===== Bloque de texto =====

Estaba sentado en una banquita de madera verde vieja, mirando a la gente pasar. Eran aproximadamente las diez de la mañana. Cuando de repente, vi pasar una mujer; tendría unos cuarenta y cuatro años más o menos, la piel de sus mejillas empezaba a colgar. Entró en una librería de libros católicos.
Hay algo en mí, quizá un impulso que todos los hombres sentimos, que me propulsaba hacia delante, a levantarme de mi banquita verde para interrogarla acerca de su vida.
Unas horas antes, cuando recién salía de mi casa en bicicleta, una mujer de setenta y cinco años, parada tras la media reja de su casa, me detuvo a gritos. No lo pude evitar, somos seres curiosos ¿qué no?, regresé para ver qué quería la señora de Isaac, porque así se presentó, como la señora de Isaac de Alayala, o algo parecido (lo siento señora olvidé su apellido de soltera).
Pero resulta, que en estos tiempos en los que vivimos, muy poca gente está dispuesta a tener conversaciones, o al menos eso me parece. O quizá todos fingimos estar ocupados, ser importantes. Deberíamos aprender del pájaro, que solamente come lo que encuentra y no le importa ser recordado.
Pero volviendo al tema. ¿Cómo transgredir los espacios personales? Se preguntan. Bueno, es muy sencillo. Aunque quizá la respuesta los decepcione.

===== Material proporcionado =====

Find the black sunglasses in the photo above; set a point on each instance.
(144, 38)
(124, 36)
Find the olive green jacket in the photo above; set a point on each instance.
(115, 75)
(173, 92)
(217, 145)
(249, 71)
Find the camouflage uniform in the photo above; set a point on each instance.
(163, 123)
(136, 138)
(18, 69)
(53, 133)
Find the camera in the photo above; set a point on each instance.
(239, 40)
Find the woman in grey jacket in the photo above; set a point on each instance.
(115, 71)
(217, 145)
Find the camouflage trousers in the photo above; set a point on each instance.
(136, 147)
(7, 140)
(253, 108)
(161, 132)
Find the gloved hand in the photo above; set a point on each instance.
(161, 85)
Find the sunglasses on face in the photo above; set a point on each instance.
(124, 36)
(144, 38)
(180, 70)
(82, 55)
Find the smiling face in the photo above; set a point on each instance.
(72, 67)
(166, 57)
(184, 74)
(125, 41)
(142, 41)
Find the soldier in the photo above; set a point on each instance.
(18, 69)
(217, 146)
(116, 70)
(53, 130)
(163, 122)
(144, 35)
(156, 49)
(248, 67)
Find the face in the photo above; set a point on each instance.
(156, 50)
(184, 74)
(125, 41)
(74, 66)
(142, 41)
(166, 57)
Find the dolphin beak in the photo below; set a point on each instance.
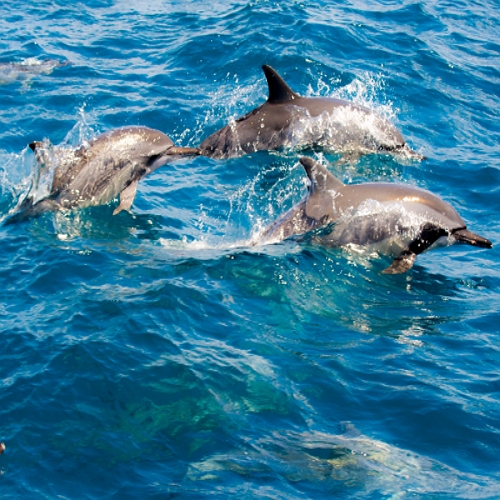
(466, 236)
(178, 150)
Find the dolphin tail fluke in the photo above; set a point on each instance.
(466, 236)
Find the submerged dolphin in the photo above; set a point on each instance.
(398, 220)
(112, 164)
(287, 119)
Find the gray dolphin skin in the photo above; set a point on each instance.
(397, 220)
(111, 164)
(288, 120)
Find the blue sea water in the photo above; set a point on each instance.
(157, 354)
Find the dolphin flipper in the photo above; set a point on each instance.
(401, 264)
(127, 197)
(429, 234)
(322, 189)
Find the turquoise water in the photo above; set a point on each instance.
(157, 354)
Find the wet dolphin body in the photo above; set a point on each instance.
(112, 164)
(398, 220)
(287, 119)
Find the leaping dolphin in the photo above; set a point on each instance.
(288, 120)
(398, 220)
(112, 164)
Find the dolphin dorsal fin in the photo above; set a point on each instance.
(279, 91)
(324, 185)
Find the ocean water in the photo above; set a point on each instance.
(157, 354)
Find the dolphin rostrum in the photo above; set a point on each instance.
(111, 164)
(397, 220)
(288, 120)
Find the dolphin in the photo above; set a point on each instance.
(109, 165)
(288, 120)
(27, 69)
(394, 219)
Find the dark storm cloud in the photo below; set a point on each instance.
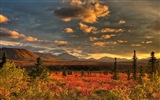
(32, 18)
(83, 11)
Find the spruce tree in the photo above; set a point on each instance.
(128, 74)
(134, 66)
(152, 62)
(115, 69)
(4, 59)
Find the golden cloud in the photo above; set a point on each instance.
(148, 42)
(109, 30)
(15, 35)
(136, 45)
(87, 29)
(29, 38)
(69, 30)
(87, 12)
(99, 44)
(122, 41)
(61, 43)
(93, 38)
(122, 22)
(3, 19)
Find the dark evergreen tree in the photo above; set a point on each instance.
(4, 59)
(152, 62)
(115, 70)
(39, 61)
(64, 73)
(128, 74)
(134, 66)
(39, 71)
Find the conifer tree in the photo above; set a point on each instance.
(4, 59)
(115, 69)
(134, 66)
(128, 74)
(152, 62)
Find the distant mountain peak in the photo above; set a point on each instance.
(67, 56)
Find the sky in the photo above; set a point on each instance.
(83, 28)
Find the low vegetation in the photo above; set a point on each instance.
(39, 83)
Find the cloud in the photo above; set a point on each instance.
(61, 43)
(122, 22)
(87, 29)
(109, 30)
(136, 45)
(93, 38)
(122, 41)
(15, 35)
(11, 34)
(3, 19)
(9, 43)
(87, 12)
(107, 36)
(148, 42)
(29, 38)
(69, 30)
(99, 44)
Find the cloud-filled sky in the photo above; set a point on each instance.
(84, 28)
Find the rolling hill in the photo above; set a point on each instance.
(66, 56)
(24, 54)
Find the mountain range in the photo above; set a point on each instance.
(24, 54)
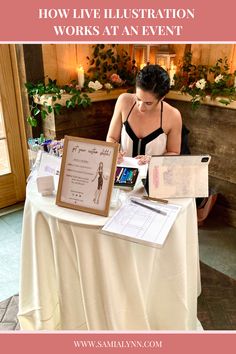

=====

- Tarea 1 -
En el relato, ¿en qué tipo de tienda entra la mujer que pasa frente a la banquita verde?
- Tarea 2 -
Reproduce del relato el tramo que va desde "Hay algo en" hasta "apellido de soltera).".
Los datos no tienen nada que ver con esto.

- Resultado 1 -
En una librería de libros católicos.

- Resultado 2 -
Hay algo en mí, quizá un impulso que todos los hombres sentimos, que me propulsaba hacia delante, a levantarme de mi banquita verde para interrogarla acerca de su vida.
Unas horas antes, cuando recién salía de mi casa en bicicleta, una mujer de setenta y cinco años, parada tras la media reja de su casa, me detuvo a gritos. No lo pude evitar, somos seres curiosos ¿qué no?, regresé para ver qué quería la señora de Isaac, porque así se presentó, como la señora de Isaac de Alayala, o algo parecido (lo siento señora olvidé su apellido de soltera).